Image object location entries:

>>>>

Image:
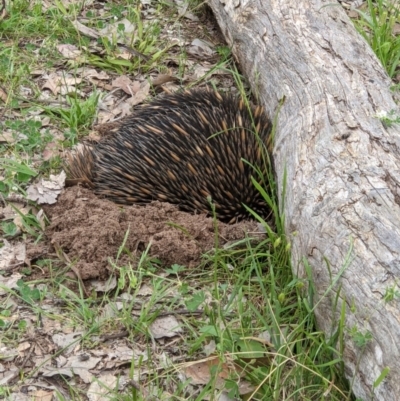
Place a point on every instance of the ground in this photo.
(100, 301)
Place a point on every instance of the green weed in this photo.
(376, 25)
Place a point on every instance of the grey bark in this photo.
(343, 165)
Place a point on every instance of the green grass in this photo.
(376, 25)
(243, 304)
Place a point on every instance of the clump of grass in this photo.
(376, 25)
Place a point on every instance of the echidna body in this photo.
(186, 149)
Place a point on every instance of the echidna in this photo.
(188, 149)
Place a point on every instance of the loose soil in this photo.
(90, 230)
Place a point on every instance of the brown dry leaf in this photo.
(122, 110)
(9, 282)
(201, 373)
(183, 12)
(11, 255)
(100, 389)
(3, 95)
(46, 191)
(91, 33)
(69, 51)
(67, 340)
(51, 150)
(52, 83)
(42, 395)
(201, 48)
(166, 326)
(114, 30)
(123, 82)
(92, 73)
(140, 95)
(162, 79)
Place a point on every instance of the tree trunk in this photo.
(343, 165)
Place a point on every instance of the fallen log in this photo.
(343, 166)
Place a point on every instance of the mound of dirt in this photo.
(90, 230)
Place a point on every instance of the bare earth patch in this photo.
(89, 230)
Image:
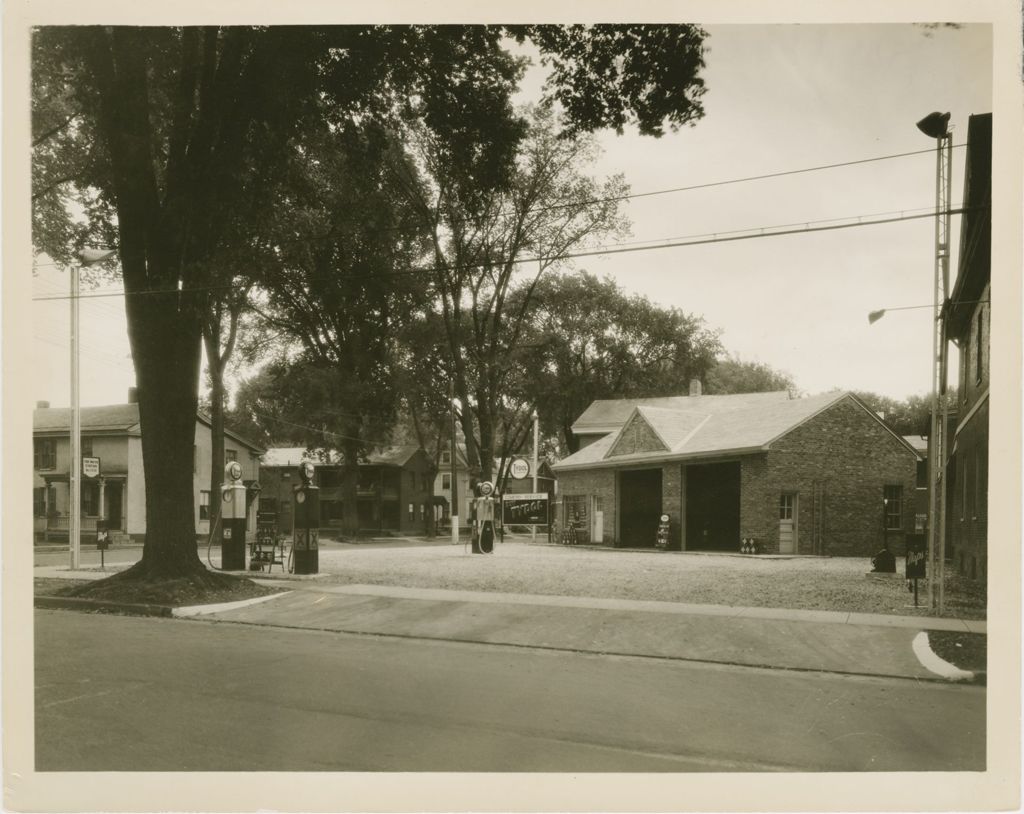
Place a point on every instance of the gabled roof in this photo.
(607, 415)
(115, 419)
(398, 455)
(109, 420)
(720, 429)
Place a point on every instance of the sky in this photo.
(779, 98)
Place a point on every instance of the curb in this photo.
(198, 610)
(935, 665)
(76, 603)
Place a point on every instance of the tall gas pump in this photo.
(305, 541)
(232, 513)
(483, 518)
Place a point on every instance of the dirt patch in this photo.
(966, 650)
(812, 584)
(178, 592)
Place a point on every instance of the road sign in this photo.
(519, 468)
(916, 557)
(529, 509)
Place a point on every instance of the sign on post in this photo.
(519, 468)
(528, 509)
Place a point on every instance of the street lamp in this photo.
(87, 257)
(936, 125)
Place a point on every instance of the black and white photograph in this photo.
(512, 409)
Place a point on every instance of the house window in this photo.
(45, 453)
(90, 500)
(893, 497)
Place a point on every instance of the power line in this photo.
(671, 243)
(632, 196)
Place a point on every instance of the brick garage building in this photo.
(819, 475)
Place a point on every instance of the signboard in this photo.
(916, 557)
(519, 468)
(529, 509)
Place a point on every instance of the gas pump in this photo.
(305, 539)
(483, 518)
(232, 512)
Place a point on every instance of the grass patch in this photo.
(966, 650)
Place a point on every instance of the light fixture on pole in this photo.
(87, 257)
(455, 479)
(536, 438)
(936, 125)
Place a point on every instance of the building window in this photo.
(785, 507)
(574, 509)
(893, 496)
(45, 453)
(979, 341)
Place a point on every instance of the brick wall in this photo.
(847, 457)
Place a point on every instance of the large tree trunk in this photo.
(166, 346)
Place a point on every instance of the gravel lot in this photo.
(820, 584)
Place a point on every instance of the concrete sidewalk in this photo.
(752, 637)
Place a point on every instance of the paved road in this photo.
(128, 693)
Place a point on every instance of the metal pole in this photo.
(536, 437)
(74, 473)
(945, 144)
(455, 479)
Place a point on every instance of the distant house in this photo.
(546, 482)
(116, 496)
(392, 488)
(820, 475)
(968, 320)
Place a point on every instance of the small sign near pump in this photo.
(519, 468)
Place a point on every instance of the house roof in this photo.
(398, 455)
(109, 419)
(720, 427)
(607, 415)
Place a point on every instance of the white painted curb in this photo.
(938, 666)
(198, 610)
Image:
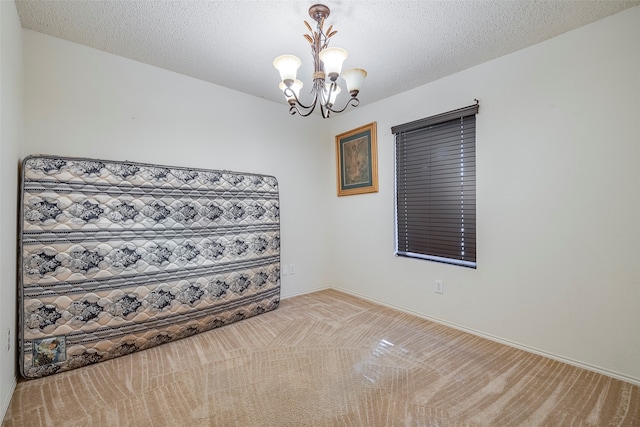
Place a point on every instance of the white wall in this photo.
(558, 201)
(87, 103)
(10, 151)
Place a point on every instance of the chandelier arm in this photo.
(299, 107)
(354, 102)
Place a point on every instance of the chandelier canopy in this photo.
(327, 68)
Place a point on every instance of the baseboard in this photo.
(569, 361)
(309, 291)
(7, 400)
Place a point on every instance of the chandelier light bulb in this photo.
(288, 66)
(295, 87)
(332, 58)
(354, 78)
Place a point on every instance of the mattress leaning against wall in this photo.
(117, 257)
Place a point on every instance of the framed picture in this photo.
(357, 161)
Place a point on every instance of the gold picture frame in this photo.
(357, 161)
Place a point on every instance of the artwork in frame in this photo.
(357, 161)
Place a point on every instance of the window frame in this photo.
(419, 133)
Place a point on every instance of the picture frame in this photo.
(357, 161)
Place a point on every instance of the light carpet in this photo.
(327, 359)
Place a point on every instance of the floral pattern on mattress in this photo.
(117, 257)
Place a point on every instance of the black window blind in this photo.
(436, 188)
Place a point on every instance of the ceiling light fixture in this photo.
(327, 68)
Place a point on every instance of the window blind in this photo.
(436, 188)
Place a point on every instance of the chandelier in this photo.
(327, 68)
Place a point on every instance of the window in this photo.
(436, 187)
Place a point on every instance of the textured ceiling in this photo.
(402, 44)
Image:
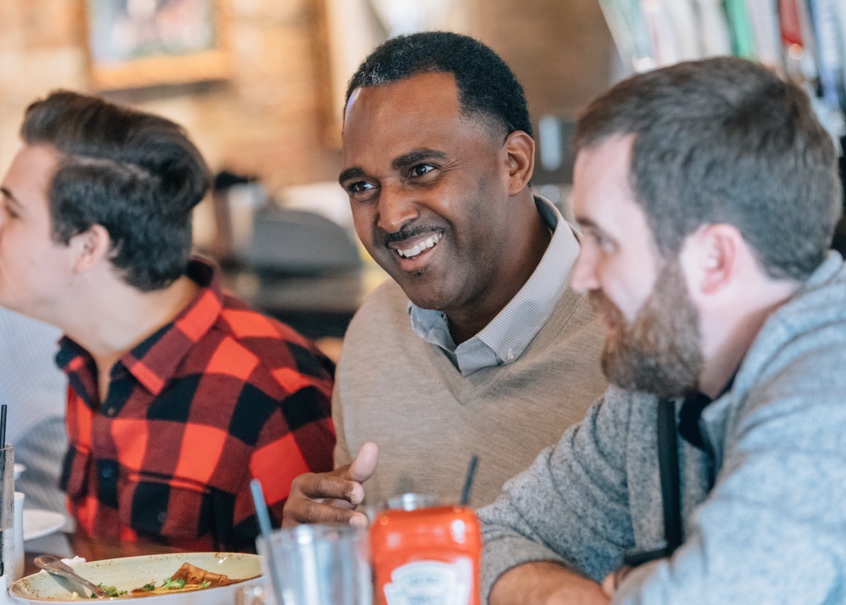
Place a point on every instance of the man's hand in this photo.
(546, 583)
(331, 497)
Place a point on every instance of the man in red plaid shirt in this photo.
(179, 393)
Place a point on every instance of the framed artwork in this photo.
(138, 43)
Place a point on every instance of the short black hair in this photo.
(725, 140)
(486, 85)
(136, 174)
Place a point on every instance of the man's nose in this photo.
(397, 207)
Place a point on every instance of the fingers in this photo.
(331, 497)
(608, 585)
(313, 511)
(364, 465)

<<<<

Work to be completed |
None of the pictures should appear; repeat the records exactly otherwise.

Completed exercise |
Image:
Place a point on every instance of the ground in this photo.
(100, 301)
Place a point on every instance of the green weed in this photo.
(376, 25)
Place a point on every instance of the grey bark in this photo.
(343, 165)
Place a point on every instance of the green grass in this photo.
(376, 25)
(243, 304)
Place a point on every instance of the clump of grass in this photo.
(376, 25)
Place a point on every instance of the echidna body in this photo.
(186, 149)
Place a point on every instance of the echidna in this photo.
(188, 149)
Place a point on every instance of the loose soil in this photo.
(90, 230)
Place a point on every instance of the brown dry leaf in this photo.
(122, 110)
(9, 282)
(201, 373)
(183, 12)
(11, 255)
(100, 389)
(3, 95)
(46, 191)
(91, 33)
(69, 51)
(67, 340)
(51, 150)
(52, 83)
(42, 395)
(201, 48)
(166, 326)
(114, 30)
(123, 82)
(92, 73)
(140, 95)
(162, 79)
Place a point on every instance of the tree trunk in this photo.
(343, 165)
Place a point on every instance of the fallen log in this photo.
(343, 166)
Place a point on every instance of the mound of dirt in this photo.
(90, 230)
Place a point on every instance of the bare earth patch in this photo.
(89, 230)
Image:
Place a point on every instance of the gabled roof in this photo.
(607, 415)
(115, 419)
(398, 455)
(109, 420)
(720, 429)
Place a point on every instance of the sky in this photo.
(779, 98)
Place a point on every instance of the curb in this photo.
(198, 610)
(935, 665)
(76, 603)
Place a point on every instance of the tall gas pump in this photo.
(305, 541)
(232, 513)
(483, 518)
Place a point on every instance of the dirt patch in this photo.
(966, 650)
(812, 584)
(178, 592)
Place a point on every instance of the road sign in this photo.
(519, 468)
(916, 557)
(529, 509)
Place a point on every instance of the sign on post in this photo.
(519, 468)
(528, 509)
Place a point on every instance of the street lamp in this photo.
(87, 257)
(936, 125)
Place a point on every instance of the black and white photograph in this photo.
(512, 409)
Place a point on every instance of the house window in this photo.
(45, 453)
(90, 500)
(893, 497)
Place a point on every instance of the power line in this photo.
(671, 243)
(632, 196)
Place a point on every instance of the brick garage building in this photo.
(819, 475)
Place a point on every instance of the signboard in this photo.
(916, 557)
(519, 468)
(529, 509)
Place a point on every instance of the gas pump in this photo.
(305, 539)
(483, 518)
(232, 512)
Place a point on every instance of the grass patch in this photo.
(966, 650)
Place a point on every instance of the light fixture on pole in this photo.
(87, 257)
(455, 479)
(536, 438)
(936, 125)
Place a point on every instance of the building window in this photo.
(785, 507)
(574, 509)
(893, 496)
(45, 453)
(979, 341)
Place a point on every instance of the brick wall in this photo.
(847, 457)
Place a point on every instance of the large tree trunk in this photo.
(166, 346)
Place a point on every instance of the gravel lot in this photo.
(820, 584)
Place a point on every instance of the concrete sidewalk in this photo.
(752, 637)
Place a point on every instance of the paved road in this photo.
(128, 693)
Place a point on every instance of the metal pole in this photo.
(536, 437)
(74, 473)
(945, 144)
(455, 479)
Place a point on every instance of the distant house in this photo.
(546, 482)
(116, 496)
(392, 488)
(820, 475)
(968, 320)
Place a point on every instance of the small sign near pump in this photo.
(519, 468)
Place a point on every instance of the house roof in this photo.
(398, 455)
(109, 419)
(720, 427)
(607, 415)
Place a point on every instance of the white painted curb in this photo.
(938, 666)
(198, 610)
Image:
Place a point on every instance of the white wall in this photo.
(558, 201)
(87, 103)
(10, 151)
Place a point on every instance of the chandelier arm in this photo.
(299, 107)
(354, 102)
Place a point on every instance of the chandelier canopy in this photo.
(327, 68)
Place a point on every instance of the baseboard in this photo.
(569, 361)
(309, 291)
(7, 400)
Place a point on every instance of the chandelier light bulb in this photo.
(288, 66)
(295, 87)
(332, 58)
(354, 78)
Place a point on every instance of the mattress leaning against wall in this photo.
(117, 257)
Place a point on every instance of the framed picture in this photo.
(357, 161)
Place a point on every instance of the gold picture frame in this photo.
(357, 161)
Place a point on every instance of the artwork in frame in this photo.
(357, 161)
Place a point on every instance of the window frame in this photo.
(419, 133)
Place a point on every instance of the picture frame in this photo.
(357, 161)
Place a point on every instance of the light carpet in this photo.
(327, 359)
Place a point on every instance of the floral pattern on mattress in this photo.
(117, 257)
Place a point on every instance of the black window blind in this photo.
(436, 188)
Place a point on every instance of the ceiling light fixture in this photo.
(327, 68)
Place a point on every instance of the window blind in this photo.
(436, 188)
Place a point on every instance of the chandelier in this photo.
(327, 68)
Place a point on every instance of the window in this photo.
(436, 187)
Place a point on every instance of the textured ceiling in this photo.
(402, 44)
Image:
Place a point on every instance of the man's hand in this photo.
(546, 583)
(331, 497)
Place a point on every instance of the man in red plaid shirt in this photo.
(179, 393)
Place a point on every instance of the framed artwork in this photo.
(138, 43)
Place a point on every instance of the short black hair in this photo.
(725, 140)
(486, 85)
(136, 174)
Place a point on every instance of the man's nose in this photo.
(397, 207)
Place a point on every instance of the fingers in this photo.
(331, 497)
(608, 585)
(313, 511)
(364, 465)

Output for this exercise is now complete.